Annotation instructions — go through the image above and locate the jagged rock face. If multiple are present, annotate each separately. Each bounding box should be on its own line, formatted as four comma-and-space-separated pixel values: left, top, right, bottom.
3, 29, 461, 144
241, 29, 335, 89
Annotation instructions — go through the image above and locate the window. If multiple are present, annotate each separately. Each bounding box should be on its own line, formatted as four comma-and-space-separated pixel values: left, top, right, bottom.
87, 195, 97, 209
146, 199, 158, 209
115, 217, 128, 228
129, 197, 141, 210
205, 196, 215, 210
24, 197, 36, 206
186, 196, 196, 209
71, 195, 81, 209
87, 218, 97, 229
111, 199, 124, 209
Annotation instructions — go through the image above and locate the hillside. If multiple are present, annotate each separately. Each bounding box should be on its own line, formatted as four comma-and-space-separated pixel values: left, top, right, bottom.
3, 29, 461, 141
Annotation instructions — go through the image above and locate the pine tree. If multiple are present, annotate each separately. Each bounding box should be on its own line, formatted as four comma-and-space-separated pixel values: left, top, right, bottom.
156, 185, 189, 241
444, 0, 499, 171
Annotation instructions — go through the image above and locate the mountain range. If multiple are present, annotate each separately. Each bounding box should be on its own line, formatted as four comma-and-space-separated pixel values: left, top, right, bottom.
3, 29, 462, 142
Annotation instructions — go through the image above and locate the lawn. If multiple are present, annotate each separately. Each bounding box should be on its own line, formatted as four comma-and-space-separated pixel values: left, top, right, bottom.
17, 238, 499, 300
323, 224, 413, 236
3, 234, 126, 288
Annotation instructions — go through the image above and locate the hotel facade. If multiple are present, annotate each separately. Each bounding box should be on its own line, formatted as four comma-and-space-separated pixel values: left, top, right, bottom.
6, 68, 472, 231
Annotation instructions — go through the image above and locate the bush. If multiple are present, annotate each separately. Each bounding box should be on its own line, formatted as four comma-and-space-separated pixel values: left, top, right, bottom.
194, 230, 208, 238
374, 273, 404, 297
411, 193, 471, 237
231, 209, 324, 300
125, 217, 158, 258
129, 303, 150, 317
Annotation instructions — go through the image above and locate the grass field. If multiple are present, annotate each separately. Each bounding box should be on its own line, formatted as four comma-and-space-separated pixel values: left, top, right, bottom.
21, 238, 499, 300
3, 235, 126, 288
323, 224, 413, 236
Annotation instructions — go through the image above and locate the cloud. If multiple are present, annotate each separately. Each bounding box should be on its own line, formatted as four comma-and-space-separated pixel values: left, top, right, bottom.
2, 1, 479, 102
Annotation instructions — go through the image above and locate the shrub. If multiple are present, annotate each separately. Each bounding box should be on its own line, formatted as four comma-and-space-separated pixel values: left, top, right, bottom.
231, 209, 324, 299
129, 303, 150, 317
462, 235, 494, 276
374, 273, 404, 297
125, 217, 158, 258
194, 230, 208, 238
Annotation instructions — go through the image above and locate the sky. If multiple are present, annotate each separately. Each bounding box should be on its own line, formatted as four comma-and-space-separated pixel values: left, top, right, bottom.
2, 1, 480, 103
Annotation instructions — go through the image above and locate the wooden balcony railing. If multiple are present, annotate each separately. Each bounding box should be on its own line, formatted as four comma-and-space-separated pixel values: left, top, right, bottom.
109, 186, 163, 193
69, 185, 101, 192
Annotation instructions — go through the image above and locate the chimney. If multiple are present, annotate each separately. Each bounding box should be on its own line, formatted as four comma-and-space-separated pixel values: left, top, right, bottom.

* * *

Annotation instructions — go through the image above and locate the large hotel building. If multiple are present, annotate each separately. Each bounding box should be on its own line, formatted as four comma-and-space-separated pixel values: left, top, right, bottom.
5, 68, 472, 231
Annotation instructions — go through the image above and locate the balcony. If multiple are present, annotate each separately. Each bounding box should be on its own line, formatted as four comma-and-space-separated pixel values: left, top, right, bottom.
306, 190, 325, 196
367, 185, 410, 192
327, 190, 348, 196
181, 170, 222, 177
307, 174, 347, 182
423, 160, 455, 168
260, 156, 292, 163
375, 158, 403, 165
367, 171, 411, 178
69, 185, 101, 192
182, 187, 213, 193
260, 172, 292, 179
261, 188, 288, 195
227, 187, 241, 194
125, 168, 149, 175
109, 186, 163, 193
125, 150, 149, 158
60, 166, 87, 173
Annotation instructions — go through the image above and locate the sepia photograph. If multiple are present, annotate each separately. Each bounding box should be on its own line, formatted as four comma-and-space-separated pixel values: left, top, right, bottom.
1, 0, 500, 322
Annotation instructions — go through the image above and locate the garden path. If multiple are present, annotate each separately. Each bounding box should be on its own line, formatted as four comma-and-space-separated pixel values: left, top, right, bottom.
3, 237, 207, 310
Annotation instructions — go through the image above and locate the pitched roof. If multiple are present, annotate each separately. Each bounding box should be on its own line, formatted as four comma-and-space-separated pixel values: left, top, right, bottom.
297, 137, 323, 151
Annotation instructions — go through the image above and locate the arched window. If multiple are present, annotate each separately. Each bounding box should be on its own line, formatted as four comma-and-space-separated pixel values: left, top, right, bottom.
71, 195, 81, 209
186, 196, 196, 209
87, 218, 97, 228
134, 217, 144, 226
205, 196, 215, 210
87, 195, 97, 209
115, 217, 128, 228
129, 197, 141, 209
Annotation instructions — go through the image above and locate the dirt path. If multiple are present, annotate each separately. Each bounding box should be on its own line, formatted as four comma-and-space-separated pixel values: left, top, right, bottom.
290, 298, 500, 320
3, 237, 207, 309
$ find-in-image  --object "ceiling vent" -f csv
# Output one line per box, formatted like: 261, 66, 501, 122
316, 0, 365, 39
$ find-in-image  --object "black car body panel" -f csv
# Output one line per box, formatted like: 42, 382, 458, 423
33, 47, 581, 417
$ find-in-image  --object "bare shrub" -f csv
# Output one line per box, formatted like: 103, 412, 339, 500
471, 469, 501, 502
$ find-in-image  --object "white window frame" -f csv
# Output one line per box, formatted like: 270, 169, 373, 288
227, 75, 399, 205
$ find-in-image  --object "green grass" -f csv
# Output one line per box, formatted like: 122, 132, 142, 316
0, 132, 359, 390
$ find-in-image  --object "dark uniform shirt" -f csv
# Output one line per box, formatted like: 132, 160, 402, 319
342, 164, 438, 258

---

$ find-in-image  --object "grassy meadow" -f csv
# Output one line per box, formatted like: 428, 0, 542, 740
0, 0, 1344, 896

- Directions
Return every line of the items above that contains the word "shrub", matching case exactly.

- The response
Annotation instructions — go through the image above and locate the shrub. If multiple are present, annotate each separately. Each bounding box should be on its own line, formatted as four comma-and-space-separated pixel values: left, top, right, bottom.
$ find-in-image  --object "bare shrub" -f csv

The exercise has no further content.